## Records for the task:
--- BEGIN ---

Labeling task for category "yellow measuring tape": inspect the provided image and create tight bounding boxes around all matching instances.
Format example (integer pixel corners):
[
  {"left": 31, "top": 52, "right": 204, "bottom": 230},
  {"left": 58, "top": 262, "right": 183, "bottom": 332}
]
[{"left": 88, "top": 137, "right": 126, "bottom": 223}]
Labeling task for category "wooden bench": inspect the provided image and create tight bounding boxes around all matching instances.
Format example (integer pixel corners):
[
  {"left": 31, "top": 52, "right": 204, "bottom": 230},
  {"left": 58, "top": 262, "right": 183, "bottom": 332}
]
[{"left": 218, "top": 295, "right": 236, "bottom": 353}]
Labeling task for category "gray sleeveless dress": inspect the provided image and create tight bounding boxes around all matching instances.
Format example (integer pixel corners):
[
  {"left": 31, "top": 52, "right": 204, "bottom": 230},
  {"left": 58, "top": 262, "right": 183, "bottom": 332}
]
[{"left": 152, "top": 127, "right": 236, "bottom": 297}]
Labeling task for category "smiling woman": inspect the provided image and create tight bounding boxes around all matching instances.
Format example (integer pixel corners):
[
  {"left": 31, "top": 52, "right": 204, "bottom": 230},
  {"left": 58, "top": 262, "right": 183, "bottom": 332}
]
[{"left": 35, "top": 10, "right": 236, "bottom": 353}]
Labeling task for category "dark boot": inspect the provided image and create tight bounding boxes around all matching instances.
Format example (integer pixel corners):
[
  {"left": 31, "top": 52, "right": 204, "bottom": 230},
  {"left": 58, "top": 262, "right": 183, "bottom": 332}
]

--- END ---

## Short task:
Go through the records and print each one exactly.

## Full answer:
Labeling task for category "yellow measuring tape": inspect the provided image and create tight bounding boxes around all matching instances.
Format example (integer pixel corners):
[
  {"left": 31, "top": 52, "right": 204, "bottom": 230},
  {"left": 58, "top": 262, "right": 183, "bottom": 332}
]
[{"left": 88, "top": 137, "right": 126, "bottom": 223}]
Labeling task for category "wooden bench": inspect the provided image and create tight bounding boxes around all matching instances.
Format example (integer pixel corners):
[
  {"left": 31, "top": 52, "right": 204, "bottom": 230},
  {"left": 58, "top": 262, "right": 183, "bottom": 332}
]
[{"left": 218, "top": 295, "right": 236, "bottom": 353}]
Labeling task for category "gray sleeveless dress": inspect the provided image and create tight bounding boxes around all matching instances.
Format example (integer pixel corners):
[
  {"left": 31, "top": 52, "right": 204, "bottom": 230},
  {"left": 58, "top": 262, "right": 183, "bottom": 332}
]
[{"left": 152, "top": 127, "right": 236, "bottom": 297}]
Labeling task for category "smiling woman": inspect the provided image and create tight bounding boxes around all matching instances.
Format example (integer pixel corners):
[
  {"left": 31, "top": 52, "right": 204, "bottom": 230},
  {"left": 58, "top": 262, "right": 183, "bottom": 332}
]
[{"left": 35, "top": 10, "right": 236, "bottom": 353}]
Labeling task for category "dark boot": inspect the provided image and create tight bounding boxes around all matching instances.
Format example (integer pixel corners):
[
  {"left": 31, "top": 52, "right": 204, "bottom": 230},
  {"left": 58, "top": 262, "right": 183, "bottom": 332}
]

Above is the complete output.